• Records for the task:

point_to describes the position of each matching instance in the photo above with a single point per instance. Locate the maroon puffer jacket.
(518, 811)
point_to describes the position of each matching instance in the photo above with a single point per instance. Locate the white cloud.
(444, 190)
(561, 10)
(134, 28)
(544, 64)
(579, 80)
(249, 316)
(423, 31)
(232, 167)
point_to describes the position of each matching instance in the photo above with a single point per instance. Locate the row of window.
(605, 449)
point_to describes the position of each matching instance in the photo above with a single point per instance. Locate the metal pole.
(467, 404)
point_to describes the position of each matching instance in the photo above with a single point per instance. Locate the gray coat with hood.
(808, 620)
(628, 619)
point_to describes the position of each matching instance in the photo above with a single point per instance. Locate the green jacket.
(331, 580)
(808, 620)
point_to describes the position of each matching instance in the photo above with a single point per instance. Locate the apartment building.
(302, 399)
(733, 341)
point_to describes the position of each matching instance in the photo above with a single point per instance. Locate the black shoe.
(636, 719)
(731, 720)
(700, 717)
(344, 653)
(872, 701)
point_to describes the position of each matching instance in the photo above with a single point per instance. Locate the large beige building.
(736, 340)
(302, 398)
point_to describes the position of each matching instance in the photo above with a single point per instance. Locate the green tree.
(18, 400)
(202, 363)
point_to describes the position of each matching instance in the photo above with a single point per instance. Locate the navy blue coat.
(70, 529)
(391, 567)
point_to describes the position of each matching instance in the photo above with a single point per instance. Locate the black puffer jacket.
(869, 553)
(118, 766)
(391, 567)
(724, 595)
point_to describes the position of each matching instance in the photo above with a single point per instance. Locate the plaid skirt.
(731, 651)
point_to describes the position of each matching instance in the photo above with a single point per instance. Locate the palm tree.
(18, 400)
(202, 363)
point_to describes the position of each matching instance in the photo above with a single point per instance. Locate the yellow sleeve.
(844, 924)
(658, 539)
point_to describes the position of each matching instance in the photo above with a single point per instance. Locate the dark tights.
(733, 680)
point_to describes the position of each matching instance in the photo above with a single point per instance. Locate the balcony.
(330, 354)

• Prompt: Please make the answer a complete, exact reproduction of the records.

• Task answer:
point_to describes the position of each matching instance in the photo above with a single point per instance. Locate the maroon puffer jacket.
(518, 811)
point_to describes the position of each matching instance in the photo above with a single point per instance. Locate the white cloud.
(444, 190)
(561, 10)
(134, 28)
(544, 64)
(579, 80)
(249, 316)
(423, 31)
(232, 167)
point_to describes the position of each matching instance in the photo above with a single point per instance. Locate the row of window.
(605, 449)
point_to describes the position of each matching instance in the photo above with a single point per instance. Locate the metal pole.
(467, 404)
point_to describes the position of each matching instance in the photo above with a single point per instance. Locate the gray coat with hood.
(808, 620)
(628, 619)
point_to describes the position of each matching instance in the photo above with a single point per instance. Locate the green jacket.
(331, 580)
(808, 620)
point_to describes the position of each matching instance in the photo above with a single point per instance. Locate the apartment building.
(302, 399)
(733, 341)
point_to describes the position of each matching instance in the photo above with a single point per instance. Locate the black shoe.
(636, 719)
(731, 720)
(700, 717)
(344, 653)
(872, 701)
point_to describes the position of each matching instance in the photo above with a single point per instance. Locate the large beige building.
(736, 340)
(302, 398)
point_to describes the position of each matching instance in the photo above with a single point per instance. Locate the green tree.
(18, 400)
(202, 363)
point_to describes the position of each matching instance in the photo above with a single point per instance. Locate the navy blue coat.
(70, 529)
(391, 567)
point_to describes the position of each matching instance in the photo above with a single point per instance. Locate the black puffer jacket.
(869, 553)
(118, 766)
(391, 567)
(724, 595)
point_to describes the position of each matching instance in the photo above with a single point per instance. Locate the plaid skirt.
(731, 651)
point_to describes the position of each matching instance in the photo above with a single point per instance. Locate the palm tree.
(18, 400)
(202, 363)
point_to describes the position of each matching instance in the photo above with a single point per instance. Locate the yellow sleeve.
(844, 924)
(658, 539)
point_to describes the position of each matching instance in the photo above with a single point per instance. Locate the dark tights.
(733, 680)
point_to describes the position of each matching instance in the photo above with a single point per instance. Locate the balcony.
(330, 354)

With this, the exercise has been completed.